Provided records START

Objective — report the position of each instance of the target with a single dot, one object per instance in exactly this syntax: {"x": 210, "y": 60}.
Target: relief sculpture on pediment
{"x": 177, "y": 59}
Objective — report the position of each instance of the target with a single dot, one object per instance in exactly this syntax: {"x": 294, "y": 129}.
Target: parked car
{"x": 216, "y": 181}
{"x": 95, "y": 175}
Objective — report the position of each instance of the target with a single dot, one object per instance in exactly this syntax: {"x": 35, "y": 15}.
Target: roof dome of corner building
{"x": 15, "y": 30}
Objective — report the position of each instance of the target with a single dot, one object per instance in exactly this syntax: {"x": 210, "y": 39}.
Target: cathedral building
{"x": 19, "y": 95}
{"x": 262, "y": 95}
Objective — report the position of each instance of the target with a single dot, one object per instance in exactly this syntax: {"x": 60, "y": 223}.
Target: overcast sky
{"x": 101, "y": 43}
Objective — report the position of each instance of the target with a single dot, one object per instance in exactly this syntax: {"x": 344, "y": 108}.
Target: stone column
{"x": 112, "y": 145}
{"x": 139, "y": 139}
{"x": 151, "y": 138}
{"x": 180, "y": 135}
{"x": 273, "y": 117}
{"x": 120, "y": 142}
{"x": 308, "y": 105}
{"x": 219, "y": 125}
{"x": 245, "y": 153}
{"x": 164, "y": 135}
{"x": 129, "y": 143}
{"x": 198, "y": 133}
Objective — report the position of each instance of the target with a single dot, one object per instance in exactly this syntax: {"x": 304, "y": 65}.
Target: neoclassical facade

Provided records END

What you are asked to do: Take the entries above and repeat them. Alter nothing.

Expected answer:
Objective — report the position of each instance of the target with a single dot, one object per instance in exactly this syntax: {"x": 210, "y": 60}.
Target: relief sculpture on pediment
{"x": 177, "y": 59}
Objective — report the position of each instance of the target with a single dot, one object per instance in exactly this syntax: {"x": 294, "y": 129}.
Target: parked car
{"x": 216, "y": 181}
{"x": 95, "y": 175}
Objective — report the position of each instance of the target with a single dot, one object per instance in exactly this syntax: {"x": 35, "y": 15}.
Target: roof dome of corner building
{"x": 15, "y": 30}
Objective — report the position of each instance of the target with a single dot, one object per instance in exactly this syntax: {"x": 210, "y": 39}.
Target: cathedral building
{"x": 19, "y": 95}
{"x": 262, "y": 95}
Objective — report the position of each instance of the target with a single dot, one object per instance in exactly this syntax: {"x": 60, "y": 223}.
Target: overcast sky
{"x": 101, "y": 43}
Objective — report the position of each instance of the target with a single dot, one object per instance in exactly this syntax: {"x": 344, "y": 108}.
Target: stone column
{"x": 112, "y": 145}
{"x": 139, "y": 139}
{"x": 151, "y": 138}
{"x": 180, "y": 135}
{"x": 273, "y": 117}
{"x": 120, "y": 142}
{"x": 308, "y": 105}
{"x": 219, "y": 125}
{"x": 245, "y": 153}
{"x": 164, "y": 135}
{"x": 129, "y": 143}
{"x": 198, "y": 133}
Objective — report the position of each instance of the target with a single dot, one object per instance in exactly this syntax: {"x": 304, "y": 65}.
Target: neoclassical facade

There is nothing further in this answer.